* [GOAL]: Give a verbatim repeat of the lines that run from the line containing "point: cumulus cloud" to the end of the data below.

-- BEGIN RECORDS TO PROCESS --

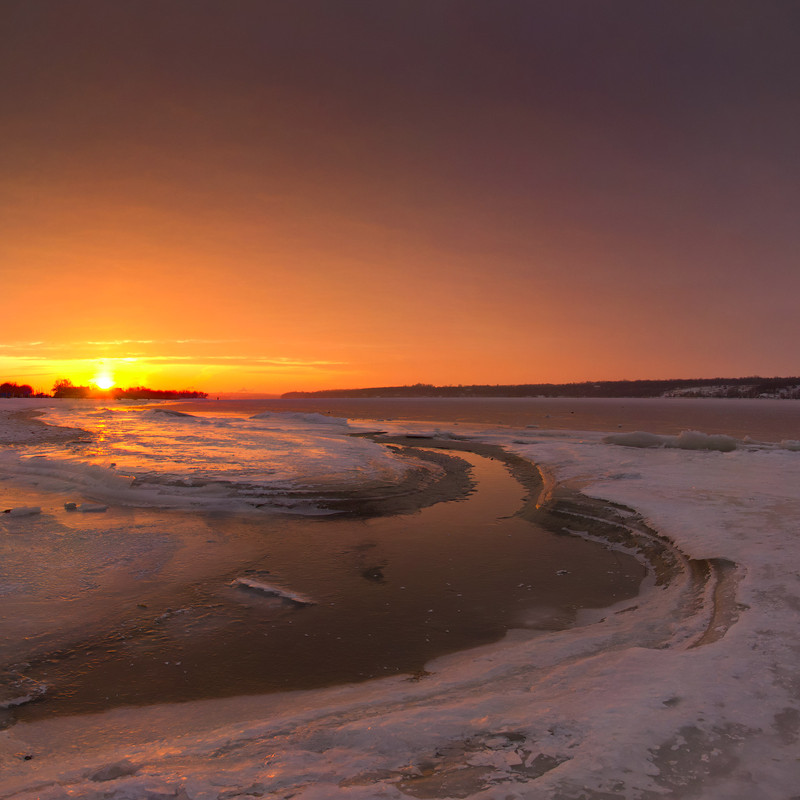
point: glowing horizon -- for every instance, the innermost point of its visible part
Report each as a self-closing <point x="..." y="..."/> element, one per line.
<point x="522" y="202"/>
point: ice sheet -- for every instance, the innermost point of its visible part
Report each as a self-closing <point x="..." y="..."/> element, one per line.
<point x="638" y="705"/>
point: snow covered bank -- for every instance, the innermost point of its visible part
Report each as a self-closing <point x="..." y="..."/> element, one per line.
<point x="653" y="699"/>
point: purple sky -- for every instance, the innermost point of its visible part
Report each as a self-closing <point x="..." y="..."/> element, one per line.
<point x="280" y="195"/>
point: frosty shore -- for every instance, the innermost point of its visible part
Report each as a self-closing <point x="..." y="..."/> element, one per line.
<point x="691" y="690"/>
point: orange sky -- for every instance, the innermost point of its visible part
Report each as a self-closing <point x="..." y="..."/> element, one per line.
<point x="273" y="196"/>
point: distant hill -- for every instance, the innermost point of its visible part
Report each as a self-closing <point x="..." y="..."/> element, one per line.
<point x="788" y="388"/>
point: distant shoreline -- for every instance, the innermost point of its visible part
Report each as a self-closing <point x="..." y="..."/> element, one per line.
<point x="749" y="387"/>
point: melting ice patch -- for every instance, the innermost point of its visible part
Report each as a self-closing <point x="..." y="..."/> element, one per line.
<point x="686" y="440"/>
<point x="162" y="458"/>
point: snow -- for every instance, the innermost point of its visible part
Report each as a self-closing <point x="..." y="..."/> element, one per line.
<point x="657" y="698"/>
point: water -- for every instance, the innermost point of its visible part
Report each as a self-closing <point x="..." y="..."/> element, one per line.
<point x="135" y="605"/>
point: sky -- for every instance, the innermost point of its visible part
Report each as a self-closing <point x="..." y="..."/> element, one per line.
<point x="266" y="196"/>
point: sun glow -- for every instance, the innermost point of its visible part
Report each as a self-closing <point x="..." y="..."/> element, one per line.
<point x="104" y="381"/>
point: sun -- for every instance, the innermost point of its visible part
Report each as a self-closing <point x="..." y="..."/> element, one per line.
<point x="104" y="381"/>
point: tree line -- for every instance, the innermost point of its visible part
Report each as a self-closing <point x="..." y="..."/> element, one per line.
<point x="64" y="388"/>
<point x="753" y="386"/>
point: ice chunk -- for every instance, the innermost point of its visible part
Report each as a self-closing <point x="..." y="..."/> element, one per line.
<point x="273" y="591"/>
<point x="636" y="439"/>
<point x="23" y="511"/>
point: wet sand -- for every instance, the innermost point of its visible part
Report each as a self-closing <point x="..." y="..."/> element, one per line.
<point x="393" y="586"/>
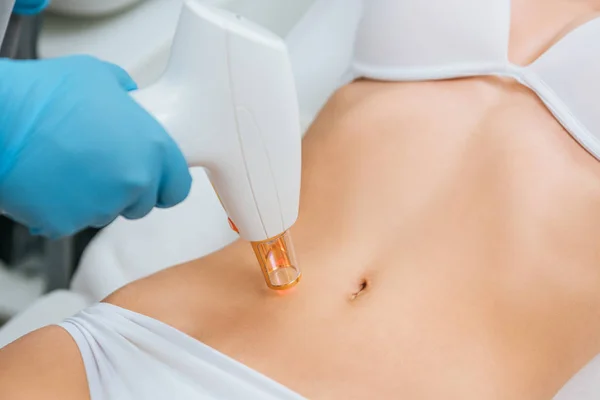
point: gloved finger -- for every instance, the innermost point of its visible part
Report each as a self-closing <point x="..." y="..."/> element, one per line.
<point x="176" y="180"/>
<point x="124" y="79"/>
<point x="142" y="207"/>
<point x="101" y="222"/>
<point x="30" y="7"/>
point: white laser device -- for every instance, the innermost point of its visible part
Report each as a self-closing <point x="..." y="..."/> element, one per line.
<point x="228" y="99"/>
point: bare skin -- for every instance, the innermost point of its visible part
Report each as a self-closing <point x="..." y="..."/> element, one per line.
<point x="448" y="239"/>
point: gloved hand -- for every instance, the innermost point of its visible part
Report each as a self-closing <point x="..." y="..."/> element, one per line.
<point x="76" y="150"/>
<point x="30" y="7"/>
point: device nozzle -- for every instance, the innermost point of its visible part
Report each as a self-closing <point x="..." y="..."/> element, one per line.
<point x="278" y="261"/>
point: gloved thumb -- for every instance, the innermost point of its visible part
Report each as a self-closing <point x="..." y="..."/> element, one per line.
<point x="125" y="81"/>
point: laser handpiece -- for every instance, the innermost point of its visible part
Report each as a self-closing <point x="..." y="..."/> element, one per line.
<point x="228" y="99"/>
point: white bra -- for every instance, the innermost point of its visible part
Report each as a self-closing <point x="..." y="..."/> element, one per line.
<point x="408" y="40"/>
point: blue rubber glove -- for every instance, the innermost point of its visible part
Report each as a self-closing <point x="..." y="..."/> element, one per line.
<point x="76" y="150"/>
<point x="30" y="7"/>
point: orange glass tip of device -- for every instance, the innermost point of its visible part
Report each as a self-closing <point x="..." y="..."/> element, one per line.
<point x="278" y="261"/>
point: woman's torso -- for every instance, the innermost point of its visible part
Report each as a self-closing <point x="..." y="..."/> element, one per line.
<point x="447" y="237"/>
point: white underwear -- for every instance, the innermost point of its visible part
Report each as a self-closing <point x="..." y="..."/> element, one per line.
<point x="131" y="356"/>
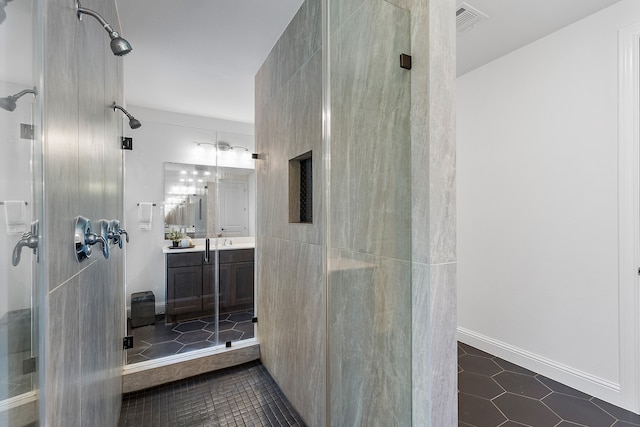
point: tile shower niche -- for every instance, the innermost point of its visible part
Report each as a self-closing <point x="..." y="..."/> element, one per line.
<point x="301" y="189"/>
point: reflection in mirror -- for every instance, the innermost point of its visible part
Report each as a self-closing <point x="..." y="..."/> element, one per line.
<point x="207" y="201"/>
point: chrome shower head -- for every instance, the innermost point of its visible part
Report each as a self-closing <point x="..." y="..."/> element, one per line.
<point x="224" y="146"/>
<point x="119" y="46"/>
<point x="9" y="103"/>
<point x="133" y="122"/>
<point x="3" y="13"/>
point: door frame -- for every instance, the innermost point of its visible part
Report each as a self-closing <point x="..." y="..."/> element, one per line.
<point x="629" y="216"/>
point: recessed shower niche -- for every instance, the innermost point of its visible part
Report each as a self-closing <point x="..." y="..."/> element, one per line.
<point x="301" y="189"/>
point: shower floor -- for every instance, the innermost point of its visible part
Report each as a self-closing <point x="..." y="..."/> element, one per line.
<point x="162" y="339"/>
<point x="15" y="334"/>
<point x="244" y="395"/>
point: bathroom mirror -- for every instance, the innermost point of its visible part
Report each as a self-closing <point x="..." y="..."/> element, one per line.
<point x="208" y="201"/>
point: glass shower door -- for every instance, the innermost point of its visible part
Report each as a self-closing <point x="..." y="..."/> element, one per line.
<point x="20" y="146"/>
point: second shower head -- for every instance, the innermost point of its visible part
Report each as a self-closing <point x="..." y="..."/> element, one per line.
<point x="119" y="46"/>
<point x="9" y="103"/>
<point x="133" y="122"/>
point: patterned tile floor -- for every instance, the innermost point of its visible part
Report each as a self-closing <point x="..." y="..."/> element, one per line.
<point x="161" y="339"/>
<point x="245" y="395"/>
<point x="494" y="392"/>
<point x="15" y="339"/>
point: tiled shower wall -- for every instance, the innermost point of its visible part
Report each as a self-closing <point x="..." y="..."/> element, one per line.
<point x="83" y="176"/>
<point x="290" y="299"/>
<point x="392" y="216"/>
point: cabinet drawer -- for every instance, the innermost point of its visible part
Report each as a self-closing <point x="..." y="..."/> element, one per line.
<point x="235" y="255"/>
<point x="184" y="260"/>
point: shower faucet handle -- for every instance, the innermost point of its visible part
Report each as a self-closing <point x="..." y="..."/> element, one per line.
<point x="126" y="235"/>
<point x="85" y="238"/>
<point x="115" y="233"/>
<point x="30" y="240"/>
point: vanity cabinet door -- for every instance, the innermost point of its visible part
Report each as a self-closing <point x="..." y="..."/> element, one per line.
<point x="184" y="289"/>
<point x="226" y="289"/>
<point x="243" y="297"/>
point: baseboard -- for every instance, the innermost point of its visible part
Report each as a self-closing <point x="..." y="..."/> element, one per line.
<point x="595" y="386"/>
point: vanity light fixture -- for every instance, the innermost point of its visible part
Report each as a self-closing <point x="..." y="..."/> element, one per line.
<point x="133" y="122"/>
<point x="9" y="103"/>
<point x="119" y="46"/>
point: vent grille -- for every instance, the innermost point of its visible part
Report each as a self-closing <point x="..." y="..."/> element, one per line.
<point x="468" y="17"/>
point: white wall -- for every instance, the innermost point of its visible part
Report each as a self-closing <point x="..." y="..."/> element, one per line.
<point x="537" y="203"/>
<point x="165" y="137"/>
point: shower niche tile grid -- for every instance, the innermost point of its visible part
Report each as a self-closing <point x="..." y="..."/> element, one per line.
<point x="162" y="339"/>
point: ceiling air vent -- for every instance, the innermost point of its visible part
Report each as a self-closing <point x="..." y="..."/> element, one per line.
<point x="468" y="17"/>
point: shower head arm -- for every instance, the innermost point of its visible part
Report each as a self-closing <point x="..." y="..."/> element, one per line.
<point x="24" y="92"/>
<point x="117" y="107"/>
<point x="112" y="33"/>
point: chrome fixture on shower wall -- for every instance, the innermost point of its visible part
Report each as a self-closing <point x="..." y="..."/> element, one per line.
<point x="119" y="46"/>
<point x="84" y="238"/>
<point x="9" y="103"/>
<point x="133" y="122"/>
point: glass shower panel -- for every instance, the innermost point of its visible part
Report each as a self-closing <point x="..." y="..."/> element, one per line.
<point x="369" y="254"/>
<point x="209" y="194"/>
<point x="20" y="195"/>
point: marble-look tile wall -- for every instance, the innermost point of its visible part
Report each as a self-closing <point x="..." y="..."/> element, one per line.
<point x="290" y="272"/>
<point x="370" y="225"/>
<point x="433" y="169"/>
<point x="391" y="226"/>
<point x="84" y="321"/>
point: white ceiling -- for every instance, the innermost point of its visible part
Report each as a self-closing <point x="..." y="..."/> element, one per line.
<point x="516" y="23"/>
<point x="199" y="57"/>
<point x="202" y="59"/>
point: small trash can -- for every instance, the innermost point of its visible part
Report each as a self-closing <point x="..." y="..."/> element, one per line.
<point x="143" y="309"/>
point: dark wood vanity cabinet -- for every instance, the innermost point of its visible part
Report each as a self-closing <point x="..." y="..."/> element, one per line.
<point x="191" y="283"/>
<point x="184" y="283"/>
<point x="236" y="280"/>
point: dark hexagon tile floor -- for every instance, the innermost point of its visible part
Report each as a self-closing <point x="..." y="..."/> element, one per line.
<point x="493" y="392"/>
<point x="244" y="395"/>
<point x="161" y="340"/>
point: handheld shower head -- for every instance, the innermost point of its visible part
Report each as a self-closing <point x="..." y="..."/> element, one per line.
<point x="119" y="46"/>
<point x="133" y="122"/>
<point x="9" y="103"/>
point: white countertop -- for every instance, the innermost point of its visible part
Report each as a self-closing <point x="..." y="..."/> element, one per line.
<point x="218" y="244"/>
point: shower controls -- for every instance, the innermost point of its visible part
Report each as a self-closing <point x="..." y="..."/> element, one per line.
<point x="85" y="238"/>
<point x="115" y="233"/>
<point x="29" y="240"/>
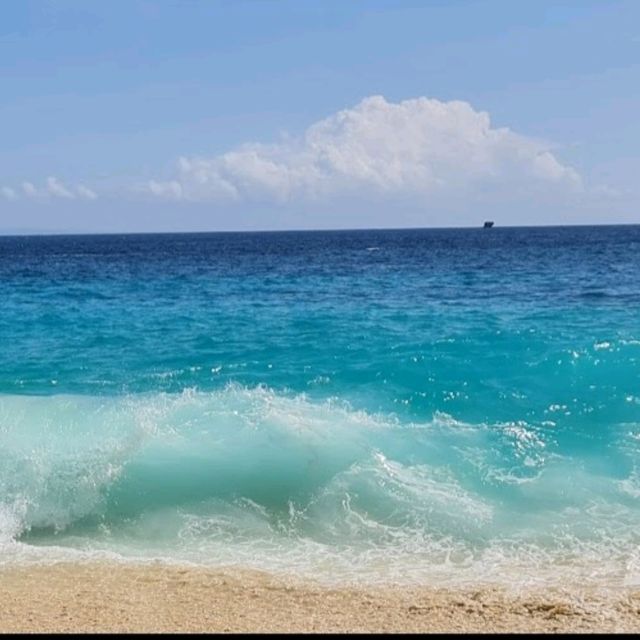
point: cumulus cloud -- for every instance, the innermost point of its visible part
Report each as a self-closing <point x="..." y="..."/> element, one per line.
<point x="57" y="189"/>
<point x="421" y="148"/>
<point x="29" y="190"/>
<point x="9" y="193"/>
<point x="85" y="192"/>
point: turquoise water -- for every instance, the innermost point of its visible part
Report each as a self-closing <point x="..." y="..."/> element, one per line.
<point x="379" y="405"/>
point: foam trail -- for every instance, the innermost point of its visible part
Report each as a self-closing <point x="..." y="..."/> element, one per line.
<point x="277" y="481"/>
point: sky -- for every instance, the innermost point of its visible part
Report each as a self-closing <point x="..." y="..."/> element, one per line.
<point x="207" y="115"/>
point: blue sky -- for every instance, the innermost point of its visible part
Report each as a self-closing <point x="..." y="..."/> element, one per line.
<point x="133" y="115"/>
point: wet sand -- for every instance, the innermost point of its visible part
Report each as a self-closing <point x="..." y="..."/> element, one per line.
<point x="128" y="598"/>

-- END RECORDS TO PROCESS --

* [FINAL RESULT]:
point: cumulus cloud -- for every instance, the innermost point of its visible part
Report each as a self-closing <point x="..." y="..."/> element, one per line.
<point x="57" y="189"/>
<point x="421" y="148"/>
<point x="29" y="190"/>
<point x="9" y="193"/>
<point x="85" y="192"/>
point: turquoise water -- for every instance, the innermost point of its visible part
Report each as a self-closing <point x="..." y="..."/> element, one per line.
<point x="379" y="405"/>
point: foam trail -- for every instance, the innermost point of its visible part
Report each as a self-closing <point x="..." y="..."/> element, one per line.
<point x="277" y="481"/>
point: sky -- for every instance, the innermost point of its visible part
Report each as a self-closing <point x="..." y="..."/> element, one per line.
<point x="207" y="115"/>
point: blue sky -- for every instance, the innermost point of its visible part
Report each as a self-closing <point x="..." y="..."/> element, one per line.
<point x="133" y="115"/>
point: wet sand -- for every instance, the innermost point of its visible part
Report each as a self-closing <point x="..." y="..."/> element, one per line.
<point x="128" y="598"/>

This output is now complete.